### TEXTO DE LEITURA
──────
Sempre que passo junto da árvore louvo o bom gosto de quem ali a colocou. Um verdadeiro presente da natureza que penetra suavemente na alma dos transeuntes, dos que olham sem olhar e dos que sentem necessidade de olhar. O seu porte retilíneo, camuflado de uma aristocracia natural, transmite força, decisão, resistência à adversidade e uma estranha sensualidade tão pouco comum numa árvore. A iniciativa de a colocar naquele espaço só pode provir de alguém sensível e que vive em união de facto com a natureza. Tem uma assinatura única, como se fosse uma obra de arte. É pena que o resto da cidade não seja a sua galeria permanente. Decerto haverá outros artistas, e importa, cada vez mais, que seja considerada uma arte, a escolha da árvore e do seu espaço, porque uma árvore e o espaço andam tão ligados como este e o tempo, e o tempo medido através das árvores dá-nos a verdadeira ideia da nossa existência, frágil e momentânea, como ela quando cai sob a nossa alçada. Não resiste e nem se defende das nossas investidas, numa ingenuidade idêntica à verificada nalgumas espécies animais que, devido ao facto de nunca terem visto o homem, não sabem que devem fugir para poderem sobreviver. Mas também não pode, mesmo que quisesse. E não grita de dor quando a abatemos por qualquer motivo, muitas vezes por capricho, alimentando a frivolidade humana.
Afinal a árvore tem uma história. Estou convencido de que não há nenhuma que não tenha uma história, tal como qualquer um de nós. Muitas, mas mesmo muitas, nascem, vivem e morrem sem ninguém se aperceber das suas existências, e, no entanto, são a essência da vida.
Afinal a árvore tem uma história, e ainda bem que eu a conheço. Casualmente, num encontro sobre “A Cidade e as Árvores”, ouvi a razão da sua existência. Não foi ali que nasceu, foi um pouco mais longe. A expropriação de um espaço levava inexoravelmente ao seu sacrifício. Mas a vontade de uma senhora foi determinante para que fosse salva. Exigiu no processo que a árvore tinha de viver. Plantada conjuntamente com um neto, ou filho?, não interessa, o que interessa é que pesou nas negociações, foi transplantada, para meu gáudio e de muitas mais pessoas, além da própria senhora, que diariamente a deve ver, para aquele espaço.
──────
### DADOS DISPONÍVEIS
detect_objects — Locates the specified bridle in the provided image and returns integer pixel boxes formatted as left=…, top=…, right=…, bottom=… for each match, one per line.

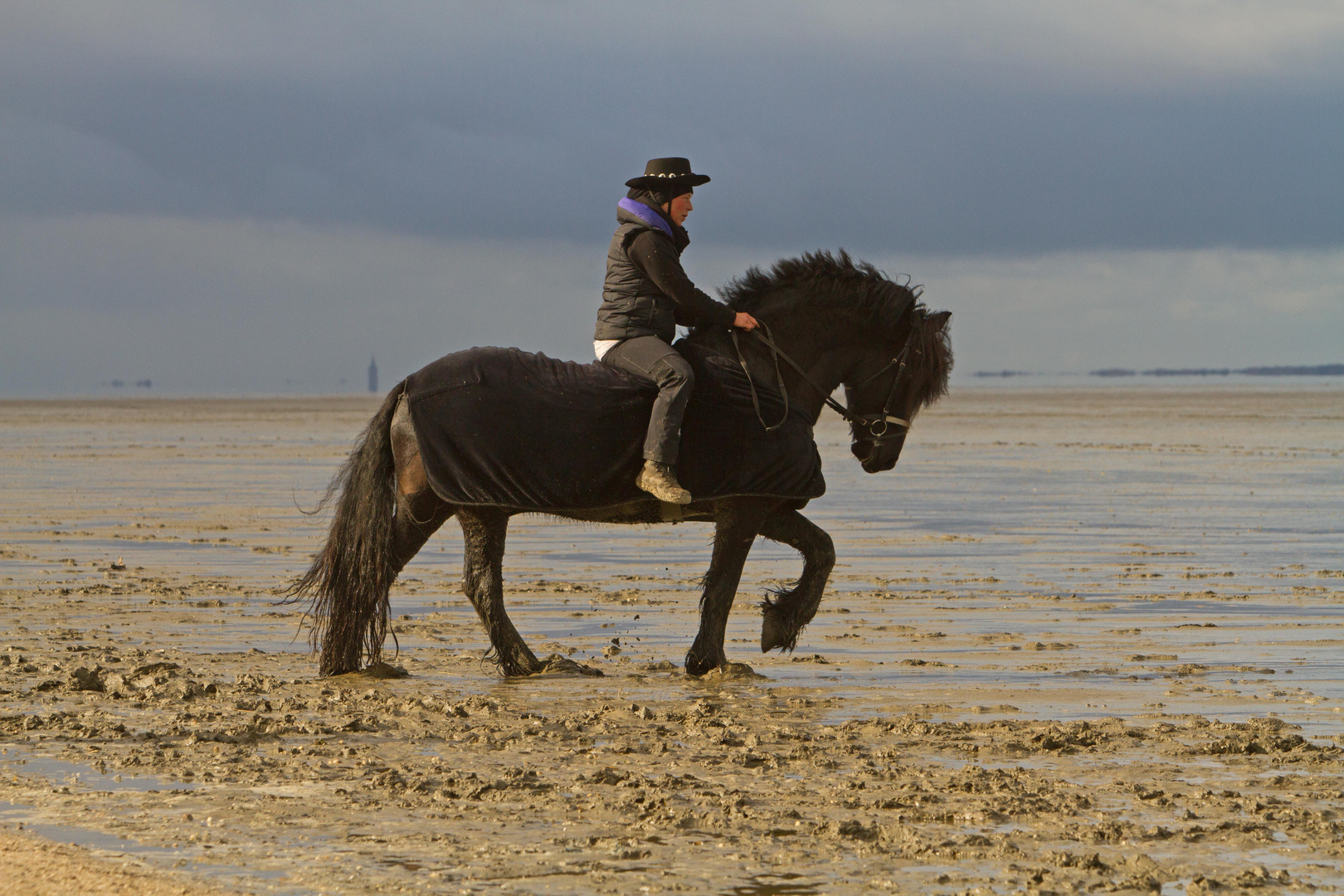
left=728, top=319, right=915, bottom=446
──────
### O PROBLEMA
Segundo o texto sobre a árvore, em que encontro foi ouvida a razão da existência da árvore? Responda recorrendo apenas ao texto sobre a árvore.

### EXERCÍCIO RESOLVIDO
Num encontro sobre “A Cidade e as Árvores”.